§ O problema: Dê a continuação do texto sobre a explicação de Descartes para a origem da Terra, começando logo após a última frase apresentada.
━━━ Texto para leitura ━━━
Deixando de lado as explicações dos filósofos da Antiguidade e dos
escolásticos medievais, a primeira tentativa de explicação da origem da
Terra remonta ao século XVII, com o filósofo e matemático francês, René
Descartes (1596-1650), Renatus Cartesius, de seu nome latino, um
heliocentrista convicto. No seu livro Principes de la philosophie,
publicado em 1643, considera a Terra como um pequeno Sol abortado, que
arrefeceu e solidificou externamente, tendo, no entanto, conservado o
fogo central. Segundo ele, o centro do planeta, que acreditava ser
matéria solar ainda ígnea, era constituído por uma camada sólida, muito
densa. Por sua vez, esta camada estava envolvida por uma camada
interior, maciça, na qual se encontravam todos os metais, e uma camada
exterior, menos maciça, terrosa, com pedras, areias, barros e lodos.
━━━ Excertos das linhas ━━━
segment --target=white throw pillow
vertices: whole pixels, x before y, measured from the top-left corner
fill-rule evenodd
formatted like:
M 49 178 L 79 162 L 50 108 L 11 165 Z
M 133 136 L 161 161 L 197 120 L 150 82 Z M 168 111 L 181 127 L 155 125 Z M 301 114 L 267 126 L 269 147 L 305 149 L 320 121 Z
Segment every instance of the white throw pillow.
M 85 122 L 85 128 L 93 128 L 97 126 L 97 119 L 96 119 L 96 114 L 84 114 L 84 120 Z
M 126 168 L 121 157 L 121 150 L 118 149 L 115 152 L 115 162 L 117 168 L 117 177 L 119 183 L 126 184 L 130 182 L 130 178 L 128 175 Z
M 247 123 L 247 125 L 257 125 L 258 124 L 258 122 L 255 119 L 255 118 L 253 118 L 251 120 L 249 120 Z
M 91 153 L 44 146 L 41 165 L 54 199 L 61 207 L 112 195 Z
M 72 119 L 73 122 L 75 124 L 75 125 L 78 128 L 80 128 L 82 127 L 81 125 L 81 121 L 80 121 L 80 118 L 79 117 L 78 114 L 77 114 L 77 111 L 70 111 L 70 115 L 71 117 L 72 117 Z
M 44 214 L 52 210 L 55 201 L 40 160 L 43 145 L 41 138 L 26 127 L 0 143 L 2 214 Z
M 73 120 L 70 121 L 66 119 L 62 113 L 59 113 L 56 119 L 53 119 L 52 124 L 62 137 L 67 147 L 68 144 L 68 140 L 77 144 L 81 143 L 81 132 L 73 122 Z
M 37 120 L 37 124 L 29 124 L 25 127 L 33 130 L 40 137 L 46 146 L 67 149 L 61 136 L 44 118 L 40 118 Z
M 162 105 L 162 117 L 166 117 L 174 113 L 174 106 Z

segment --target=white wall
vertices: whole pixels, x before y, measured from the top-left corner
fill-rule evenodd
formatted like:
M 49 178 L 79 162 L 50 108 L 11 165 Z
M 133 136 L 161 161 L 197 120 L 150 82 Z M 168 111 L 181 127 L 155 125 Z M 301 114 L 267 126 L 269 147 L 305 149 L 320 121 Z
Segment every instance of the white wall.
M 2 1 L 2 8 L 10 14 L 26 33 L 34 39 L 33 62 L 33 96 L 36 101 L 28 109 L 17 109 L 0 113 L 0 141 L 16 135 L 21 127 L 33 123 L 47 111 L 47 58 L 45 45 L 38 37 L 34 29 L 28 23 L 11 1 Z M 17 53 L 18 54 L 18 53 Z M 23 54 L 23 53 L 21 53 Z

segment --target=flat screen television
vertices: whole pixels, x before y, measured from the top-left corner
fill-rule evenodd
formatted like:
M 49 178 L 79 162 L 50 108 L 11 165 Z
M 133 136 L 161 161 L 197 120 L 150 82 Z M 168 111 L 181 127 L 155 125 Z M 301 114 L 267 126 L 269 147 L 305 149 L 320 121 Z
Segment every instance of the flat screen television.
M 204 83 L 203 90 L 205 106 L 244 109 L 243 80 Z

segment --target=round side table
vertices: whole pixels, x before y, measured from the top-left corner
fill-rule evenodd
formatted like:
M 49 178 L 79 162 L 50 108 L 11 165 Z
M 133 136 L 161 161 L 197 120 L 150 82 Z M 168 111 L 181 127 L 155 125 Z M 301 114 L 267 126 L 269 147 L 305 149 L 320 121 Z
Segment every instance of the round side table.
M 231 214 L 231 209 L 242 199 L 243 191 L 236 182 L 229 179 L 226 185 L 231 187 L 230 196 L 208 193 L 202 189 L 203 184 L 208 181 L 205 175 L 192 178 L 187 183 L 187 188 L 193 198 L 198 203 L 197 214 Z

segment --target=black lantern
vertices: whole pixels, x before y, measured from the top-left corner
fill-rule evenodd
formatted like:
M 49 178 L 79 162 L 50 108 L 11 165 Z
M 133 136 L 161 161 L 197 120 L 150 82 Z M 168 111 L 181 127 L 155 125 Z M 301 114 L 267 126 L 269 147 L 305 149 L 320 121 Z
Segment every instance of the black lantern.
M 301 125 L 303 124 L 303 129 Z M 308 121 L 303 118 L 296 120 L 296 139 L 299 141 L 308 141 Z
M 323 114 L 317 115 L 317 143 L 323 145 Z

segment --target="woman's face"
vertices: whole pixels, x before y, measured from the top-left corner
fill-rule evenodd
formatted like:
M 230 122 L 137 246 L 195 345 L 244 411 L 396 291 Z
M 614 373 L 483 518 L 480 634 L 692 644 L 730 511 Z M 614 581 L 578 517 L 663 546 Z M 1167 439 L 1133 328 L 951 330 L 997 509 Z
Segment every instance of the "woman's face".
━━━
§ Resultado da tarefa:
Para a maioria dos membros da Igreja medieval, então os únicos
detentores do ensino, em grande parte baseado nos textos sagrados, o
fogo era o quarto e o mais periférico dos quatro elementos ou princípios
aristotélicos, na sequência “terra – água - ar - fogo”, negando, assim,
a existência de um fogo central. Afastando-se desta visão, Alberto Magno
(1206-1280) e o seu discípulo, Tomás de Aquino (1225-1274), membros
ilustres da mesma Igreja, haviam advogado a existência do fogo central,
pelo que nem eles nem os seus seguidores haviam sido bem vistos pelas
autoridades religiosas. Neste quadro, a visão de Descartes era
considerada sacrilégio pelas autoridades religiosas de então, o que não
podia deixar de limitar a criatividade do autor. Na mesma época, o Santo
Ofício levara Giordano Bruno à fogueira e obrigara Galileu a repudiar as
suas ideias sobre o heliocentrismo, tidas por ofensivas da Fé. Face a
uma perseguição tão violenta, este filósofo e matemático francês, que
foi figura-chave da chamada Revolução Científica da Idade Moderna e
autor do célebre Discurso sobre o Método, acautelava-se afirmando que o
seu relato era uma simples hipótese, não desejando, com ela, negar os
textos bíblicos. Não obstante essa cautela, Descartes trocara a França
pela Holanda protestante, de onde também teve de sair, uma vez que o
cartesianismo fora condenado pela Universidade de Utrecht, acabando por
se refugiar na Suécia.
Numa caminhada nem sempre fácil, o fogo central admitido por Descartes,
foi defendido por grandes nomes da ciência do século XVIII, como os
franceses Georges-Louis Leclerc, Conde de Buffon (1707-1788), Pierre
Simon Laplace (1740-1827), e o escocês James Hutton (1726-1797),
acabando por se impor aos olhos da comunidade científica.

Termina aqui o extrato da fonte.